##### Document

# Cleaning a white horse's legs??? Help!



## Equuestriaan (Nov 5, 2008)

Hey everyone!

I have a quick question. I ride a gray horse and his lower legs are always brown and disgusting. No matter how much I brush his legs, the dirt doesn’t come off. Is there any way I could get some of the dirt off without washing him? It’s too cold for that. Would a rag work? Also completely off topic, but do you start putting the girth on with the leather on the right?

Thanks in advance!


----------



## My Beau (Jan 2, 2009)

You could try one of the waterless shampoo sprays, they won't make them blindingly white but they'll lift some of the brown.

You could also use the hot towel method, but not with really hot water like you use on their backs.

And yes, I put the right side of the girth on first since the elastic goes on the left, if it's a little snug that side can stretch easier.


----------



## toosleepy (Jan 14, 2009)

do you keep him outside all day or is he in a barn? my horse's legs get the same way. since he's in a heated barn ( not warmer than 40 deg) i just shave them.


----------



## ohhellneely (Dec 18, 2008)

Cowboy Magic Green Spot Remover works pretty good.
You can try rubbing them down with a warm towel and see if you can lift some of the dirt off.

Another thing a friend and I did was we would use rubbing alcohol, but that was only for shows because it dries the skin out.


----------



## Equuestriaan (Nov 5, 2008)

Thanks for all the tips! I don't own him so I doubt I could shave his legs... I was going to bring a towel to my lesson today but forgot, so I'm going to try that next time.


----------



## Shawken (Jan 27, 2009)

Ah, baby powder!

##########
##### Provided records

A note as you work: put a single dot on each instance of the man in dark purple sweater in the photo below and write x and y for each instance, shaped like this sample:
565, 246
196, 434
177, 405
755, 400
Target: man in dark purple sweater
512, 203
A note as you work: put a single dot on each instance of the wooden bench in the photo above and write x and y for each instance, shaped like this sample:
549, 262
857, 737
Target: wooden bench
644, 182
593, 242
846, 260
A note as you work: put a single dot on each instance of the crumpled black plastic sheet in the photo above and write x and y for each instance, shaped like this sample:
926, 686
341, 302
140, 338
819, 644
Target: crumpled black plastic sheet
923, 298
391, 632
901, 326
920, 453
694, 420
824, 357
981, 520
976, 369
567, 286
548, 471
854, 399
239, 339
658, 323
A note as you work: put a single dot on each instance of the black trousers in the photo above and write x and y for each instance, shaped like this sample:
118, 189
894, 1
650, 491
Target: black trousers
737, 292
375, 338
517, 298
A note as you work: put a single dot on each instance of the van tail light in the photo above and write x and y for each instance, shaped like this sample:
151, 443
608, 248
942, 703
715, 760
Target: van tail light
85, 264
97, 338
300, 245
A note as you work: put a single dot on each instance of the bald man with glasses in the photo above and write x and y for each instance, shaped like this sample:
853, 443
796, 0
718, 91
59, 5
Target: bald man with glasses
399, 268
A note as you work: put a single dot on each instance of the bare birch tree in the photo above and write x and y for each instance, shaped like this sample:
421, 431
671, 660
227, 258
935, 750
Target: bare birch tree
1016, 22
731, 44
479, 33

##########
##### Provided records

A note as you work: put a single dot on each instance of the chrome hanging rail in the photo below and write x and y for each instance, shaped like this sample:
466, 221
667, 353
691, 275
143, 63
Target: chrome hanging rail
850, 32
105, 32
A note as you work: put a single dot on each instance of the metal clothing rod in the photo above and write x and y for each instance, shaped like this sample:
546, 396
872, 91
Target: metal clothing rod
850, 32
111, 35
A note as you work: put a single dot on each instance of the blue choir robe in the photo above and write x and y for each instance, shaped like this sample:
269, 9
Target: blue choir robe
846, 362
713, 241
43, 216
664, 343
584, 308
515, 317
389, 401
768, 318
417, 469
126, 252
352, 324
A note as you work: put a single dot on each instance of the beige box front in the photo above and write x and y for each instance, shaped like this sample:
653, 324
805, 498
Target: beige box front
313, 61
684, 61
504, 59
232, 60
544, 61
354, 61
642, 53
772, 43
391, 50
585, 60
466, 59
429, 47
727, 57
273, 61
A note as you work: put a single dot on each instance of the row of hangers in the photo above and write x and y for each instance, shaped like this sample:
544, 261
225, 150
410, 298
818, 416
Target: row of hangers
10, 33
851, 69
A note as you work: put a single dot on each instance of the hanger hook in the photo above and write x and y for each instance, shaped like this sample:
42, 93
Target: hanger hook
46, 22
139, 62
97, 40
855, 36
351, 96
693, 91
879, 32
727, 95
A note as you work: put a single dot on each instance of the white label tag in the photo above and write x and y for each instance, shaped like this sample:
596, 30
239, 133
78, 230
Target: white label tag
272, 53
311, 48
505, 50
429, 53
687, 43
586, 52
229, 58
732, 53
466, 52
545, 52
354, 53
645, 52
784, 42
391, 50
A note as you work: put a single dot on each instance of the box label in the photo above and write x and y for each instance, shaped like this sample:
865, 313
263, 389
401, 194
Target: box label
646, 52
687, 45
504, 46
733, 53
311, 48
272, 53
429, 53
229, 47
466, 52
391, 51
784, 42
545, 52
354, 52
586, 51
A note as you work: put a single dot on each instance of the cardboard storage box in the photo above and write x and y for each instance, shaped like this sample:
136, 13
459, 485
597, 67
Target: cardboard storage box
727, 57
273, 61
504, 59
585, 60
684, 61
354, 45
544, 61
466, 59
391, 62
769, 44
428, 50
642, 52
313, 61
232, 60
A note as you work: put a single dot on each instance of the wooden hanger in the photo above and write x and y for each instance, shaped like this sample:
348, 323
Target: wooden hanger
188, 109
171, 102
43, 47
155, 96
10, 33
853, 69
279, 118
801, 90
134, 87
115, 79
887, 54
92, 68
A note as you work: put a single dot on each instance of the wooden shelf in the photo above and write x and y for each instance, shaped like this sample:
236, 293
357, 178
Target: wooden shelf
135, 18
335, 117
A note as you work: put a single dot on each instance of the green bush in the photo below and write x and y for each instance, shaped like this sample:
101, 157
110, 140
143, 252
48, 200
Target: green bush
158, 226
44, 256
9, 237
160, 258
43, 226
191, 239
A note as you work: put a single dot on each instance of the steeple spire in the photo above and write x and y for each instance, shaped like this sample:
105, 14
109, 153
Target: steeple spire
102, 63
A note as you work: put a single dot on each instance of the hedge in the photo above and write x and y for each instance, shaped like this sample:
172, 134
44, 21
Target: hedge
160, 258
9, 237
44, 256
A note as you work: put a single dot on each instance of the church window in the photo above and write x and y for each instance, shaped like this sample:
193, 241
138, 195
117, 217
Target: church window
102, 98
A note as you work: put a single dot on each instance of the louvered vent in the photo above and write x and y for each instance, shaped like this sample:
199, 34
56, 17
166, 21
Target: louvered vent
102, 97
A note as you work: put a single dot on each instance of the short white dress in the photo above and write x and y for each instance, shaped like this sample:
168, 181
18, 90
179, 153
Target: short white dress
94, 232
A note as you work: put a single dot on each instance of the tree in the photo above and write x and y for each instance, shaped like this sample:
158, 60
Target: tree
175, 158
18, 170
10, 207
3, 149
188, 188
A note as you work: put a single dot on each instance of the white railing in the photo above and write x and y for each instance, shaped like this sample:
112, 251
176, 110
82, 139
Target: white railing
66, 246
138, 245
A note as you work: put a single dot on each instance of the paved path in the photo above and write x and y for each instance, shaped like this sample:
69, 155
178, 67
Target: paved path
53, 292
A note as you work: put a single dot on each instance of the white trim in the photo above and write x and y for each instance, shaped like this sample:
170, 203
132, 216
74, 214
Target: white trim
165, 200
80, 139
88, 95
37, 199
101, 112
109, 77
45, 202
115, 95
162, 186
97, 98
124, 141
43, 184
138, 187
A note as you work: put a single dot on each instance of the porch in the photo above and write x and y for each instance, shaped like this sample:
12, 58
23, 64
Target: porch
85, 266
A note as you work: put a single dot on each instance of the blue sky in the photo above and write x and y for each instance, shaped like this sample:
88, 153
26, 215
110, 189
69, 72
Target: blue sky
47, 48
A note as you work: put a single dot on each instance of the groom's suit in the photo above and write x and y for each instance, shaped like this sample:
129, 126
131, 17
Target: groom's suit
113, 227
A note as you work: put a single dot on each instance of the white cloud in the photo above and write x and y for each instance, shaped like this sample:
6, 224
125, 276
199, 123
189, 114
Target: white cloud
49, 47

##########

◆ **To be done**
A – Summarize the horse-leg cleaning thread in two sentences.
B – Carry the horse-leg cleaning thread forward from its final post.
The items have no connection to the horse-leg cleaning thread.

◆ **Expected results**
A – A rider asks how to get dirt off a gray horse's brown lower legs without washing him in the cold, and whether the girth goes on from the right side first. Replies suggest waterless shampoo sprays, a warm towel, Cowboy Magic Green Spot Remover, rubbing alcohol for shows, shaving, and baby powder, and one reply confirms putting the right side of the girth on first.

B –
My gelding gets his legs hidious, and I promise it works wonders without using water.

 I love it,


----------



## IrishRider (Aug 7, 2008)

I recommend Cowboy Magic Yellow Out. It worked really well when I had a horse with white stockings.


----------



## jchunterjumper (Jan 30, 2009)

In the summer I use betadine scrub on my mares whites. It not only cleans their legs, but is will disenfect them. My usual ritual before a show is to scrub them with betadine, then the cowboy magic yellow out, then "spot" clean the really dirty spots (like knees) with the betadine again. After that I spray them with show sheen so the dirt will slip off if she gets dirty! Works well for me! The best thing is also to keep up on them, i clean my mares legs every ride in the summer, but then you have to be careful becuase they can dry out easily, so i sometimes uses human conditioner on them. Hope that helps. I dont have any real recondmentions for the winter other than to keep up on them and brush them with a soft curry often. you can also rub snow on them outside! The cold will not hurt their legs at all!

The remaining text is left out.